_Arbeitsauftrag A_
Wie viele Urenkel hatte laut dem Text zum Totensonntag eine der Verstorbenen?
_Arbeitsauftrag B_
Schreiben Sie aus dem Text zum Totensonntag den Abschnitt ab, der mit „Viele haben von“ beginnt und mit „viel zu früh.“ endet.
_Arbeitsauftrag C_
Erläutern Sie anhand des Textes zum Totensonntag, in welcher Beziehung das Ich des Textes zu dem Holzkreuz steht, das eine Verstorbene monatelang in der Hand hielt.

Heute ist Totensonntag. Jedes Leben ist einzigartig. Jeder Mensch einmalig.
Zwei von denen, die im letzten Jahr gestorben sind,
haben früher Zigarren gerollt.
Einer wäre mit drei fast ertrunken.
Einer trug am Wochenende immer Krawatte.
Viele sind im Krieg geflohen.
Manche behielten ihre Heimat für immer in ihrem Herzen.
Eine hat so gerne mit ihren Enkeln Plätzchen gebacken.
Einer brauchte nicht viel zum Glücklichsein.
Eine hat ihr Leben lang getanzt.
Und alle hatten jemanden, der sie liebte.
Eine oder auch zwei konnten nicht „Nein“ sagen.
Eine andere hat beim Mensch-Ärger-Dich-Nicht-Spielen immer gewonnen – aus Versehen.
Und eine hat alle ihre Rezepte mit ins Grab genommen.
Einer erwartete absolute Pünktlichkeit.
Ein anderer hat einmal eine Kuh geklaut.
Und wieder ein anderer war immer auf Seiten der Opposition.
Eine mochte Mohnstriezel.
Viele haben gern gelebt.
Zwei konnten sich einfach alles merken.
Eine hat jedem Wildfremden ihre Lebensgeschichte erzählt.
Eine hatte 19 Urenkel.
Und eine hat gesagt: „Lass uns den Fernseher ausmachen und ein wenig reden.“
Einer war albern, wenn seine Enkel da waren.
Ein anderer hat seine Briefe nie aufgemacht.
Eine war ein echtes Energiebündel.
Und einen hat das DDR-Regime eingesperrt.
Und alle hatten jemanden, den sie liebten.
Eine fuhr gern zum Titisee.
Viele haben von früher erzählt. Manche auch nicht.
Und eine andere hat noch einmal jemanden kennengelernt und neuen Mut bekommen.
Eine wollte immer etwas Neues ausprobieren.
Einer hat auf dem Friedhof fotografiert.
Und ein anderer hat immer gesagt, es gehe ihm „blendend“.
Auch wenn es ihm nicht blendend ging.
Manche haben auf den Tod gewartet.
Einige starben zu früh. Manche viel zu früh.
Eine hat monatelang ein Holzkreuz in der Hand gehalten, das ich ihr geschenkt hatte.
Und einer hat zum Schluss auf Jesus geblickt und gesagt „Mein Freund“.

_Bereitgestelltes Material_

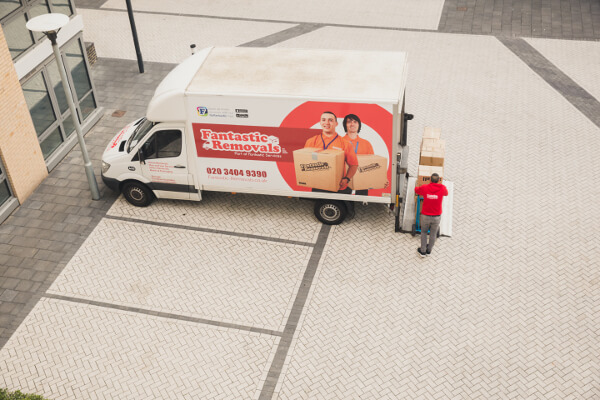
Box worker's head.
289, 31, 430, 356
342, 114, 362, 133
321, 111, 337, 135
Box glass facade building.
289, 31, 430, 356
0, 0, 101, 222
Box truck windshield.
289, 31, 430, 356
127, 118, 154, 153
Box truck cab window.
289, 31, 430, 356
142, 129, 182, 159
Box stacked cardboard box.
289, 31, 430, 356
416, 127, 446, 186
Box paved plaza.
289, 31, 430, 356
0, 0, 600, 400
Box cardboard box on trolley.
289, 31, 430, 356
293, 147, 344, 192
415, 165, 444, 187
348, 154, 387, 190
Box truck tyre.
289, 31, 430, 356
315, 200, 348, 225
123, 182, 154, 207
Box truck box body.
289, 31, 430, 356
103, 48, 406, 204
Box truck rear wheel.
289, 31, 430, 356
315, 200, 348, 225
123, 182, 154, 207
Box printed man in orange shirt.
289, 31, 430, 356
342, 114, 388, 196
304, 111, 358, 194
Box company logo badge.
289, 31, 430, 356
358, 163, 381, 172
200, 129, 282, 154
235, 108, 248, 118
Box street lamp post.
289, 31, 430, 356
26, 13, 100, 200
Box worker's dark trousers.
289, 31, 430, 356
421, 214, 442, 253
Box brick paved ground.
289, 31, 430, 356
0, 1, 600, 400
438, 0, 600, 40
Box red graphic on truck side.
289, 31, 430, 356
192, 102, 393, 197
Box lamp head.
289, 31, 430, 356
25, 13, 69, 43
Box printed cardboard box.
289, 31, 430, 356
423, 126, 442, 139
419, 148, 445, 167
348, 154, 387, 190
293, 147, 344, 192
415, 165, 444, 187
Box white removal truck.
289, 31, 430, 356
102, 48, 412, 229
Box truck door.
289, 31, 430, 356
140, 127, 195, 200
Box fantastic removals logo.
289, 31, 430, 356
200, 128, 281, 154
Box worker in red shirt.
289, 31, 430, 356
304, 111, 358, 194
415, 174, 448, 257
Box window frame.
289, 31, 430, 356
20, 33, 98, 164
0, 158, 15, 209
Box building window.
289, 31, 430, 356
21, 37, 97, 159
23, 72, 56, 137
2, 14, 33, 60
0, 0, 73, 60
0, 161, 12, 206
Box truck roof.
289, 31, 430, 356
147, 47, 407, 122
187, 47, 406, 102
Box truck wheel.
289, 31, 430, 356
123, 182, 154, 207
315, 200, 348, 225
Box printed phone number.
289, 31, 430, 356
206, 167, 267, 178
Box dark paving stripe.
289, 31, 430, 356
438, 0, 600, 40
43, 294, 282, 336
259, 225, 331, 400
239, 24, 323, 47
106, 215, 315, 247
102, 8, 435, 32
498, 37, 600, 128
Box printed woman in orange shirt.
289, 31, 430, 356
342, 114, 388, 196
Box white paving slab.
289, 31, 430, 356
108, 192, 320, 243
0, 299, 278, 400
270, 28, 600, 400
277, 28, 600, 252
524, 38, 600, 104
48, 219, 310, 330
102, 0, 444, 30
78, 9, 293, 63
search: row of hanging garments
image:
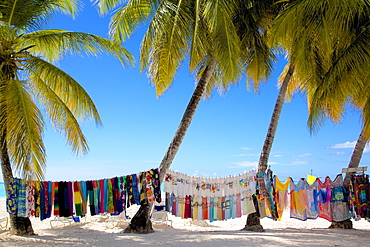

_Antwortbereich A_
Sie hatte 19 Urenkel.

_Antwortbereich B_
Viele haben von früher erzählt. Manche auch nicht.
Und eine andere hat noch einmal jemanden kennengelernt und neuen Mut bekommen.
Eine wollte immer etwas Neues ausprobieren.
Einer hat auf dem Friedhof fotografiert.
Und ein anderer hat immer gesagt, es gehe ihm „blendend“.
Auch wenn es ihm nicht blendend ging.
Manche haben auf den Tod gewartet.
Einige starben zu früh. Manche viel zu früh.

_Antwortbereich C_
Das Ich des Textes hatte der Verstorbenen dieses Holzkreuz geschenkt. Sie hielt es danach monatelang in der Hand.